Start INPUT

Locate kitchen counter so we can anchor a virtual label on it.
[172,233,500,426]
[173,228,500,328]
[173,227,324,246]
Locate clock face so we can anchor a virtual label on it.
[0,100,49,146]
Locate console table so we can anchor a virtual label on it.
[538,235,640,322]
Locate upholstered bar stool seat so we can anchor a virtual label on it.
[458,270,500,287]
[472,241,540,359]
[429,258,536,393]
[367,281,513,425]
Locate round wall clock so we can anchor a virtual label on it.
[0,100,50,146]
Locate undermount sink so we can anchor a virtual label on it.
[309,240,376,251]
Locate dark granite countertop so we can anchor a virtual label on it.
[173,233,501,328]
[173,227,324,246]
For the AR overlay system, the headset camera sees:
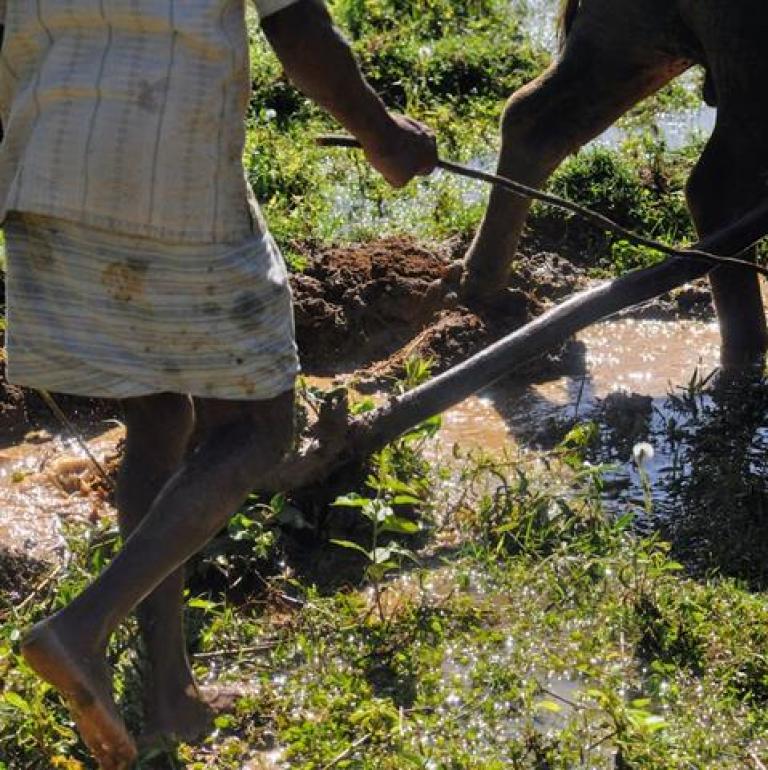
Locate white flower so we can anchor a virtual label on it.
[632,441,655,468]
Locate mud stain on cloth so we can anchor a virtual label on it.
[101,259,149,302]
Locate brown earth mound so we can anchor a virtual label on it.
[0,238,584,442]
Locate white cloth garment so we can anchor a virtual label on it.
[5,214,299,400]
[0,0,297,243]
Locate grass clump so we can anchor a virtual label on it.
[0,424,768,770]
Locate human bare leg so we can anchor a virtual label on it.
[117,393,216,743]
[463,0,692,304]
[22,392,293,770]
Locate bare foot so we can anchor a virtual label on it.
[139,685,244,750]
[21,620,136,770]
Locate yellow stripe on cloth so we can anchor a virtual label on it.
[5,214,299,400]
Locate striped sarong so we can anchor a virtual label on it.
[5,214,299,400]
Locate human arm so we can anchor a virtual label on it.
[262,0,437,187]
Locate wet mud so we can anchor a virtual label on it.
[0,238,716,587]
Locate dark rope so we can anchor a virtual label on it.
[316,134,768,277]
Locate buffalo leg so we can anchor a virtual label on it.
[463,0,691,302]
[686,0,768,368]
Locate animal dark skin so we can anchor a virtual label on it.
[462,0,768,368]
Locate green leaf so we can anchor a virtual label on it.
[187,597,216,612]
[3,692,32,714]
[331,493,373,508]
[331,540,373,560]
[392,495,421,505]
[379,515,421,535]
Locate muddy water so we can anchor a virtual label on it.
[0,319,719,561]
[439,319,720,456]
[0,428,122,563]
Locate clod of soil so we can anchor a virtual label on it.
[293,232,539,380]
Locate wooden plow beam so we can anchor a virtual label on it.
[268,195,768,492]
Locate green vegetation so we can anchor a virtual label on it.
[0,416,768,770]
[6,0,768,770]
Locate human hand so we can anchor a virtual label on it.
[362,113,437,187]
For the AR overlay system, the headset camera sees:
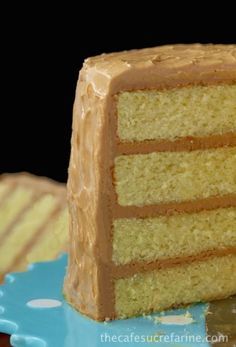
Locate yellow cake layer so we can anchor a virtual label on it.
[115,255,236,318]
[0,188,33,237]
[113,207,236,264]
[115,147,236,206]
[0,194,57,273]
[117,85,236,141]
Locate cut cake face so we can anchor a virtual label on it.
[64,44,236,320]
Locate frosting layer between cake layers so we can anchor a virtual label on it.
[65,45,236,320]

End INPUT

THE EXERCISE. Extract each line from the listing above that contains the string "clock".

ANSWER TO THE PROBLEM.
Locate clock face so we can anchor a virtual label on it.
Locate round wall clock so we can anchor a virtual label on it.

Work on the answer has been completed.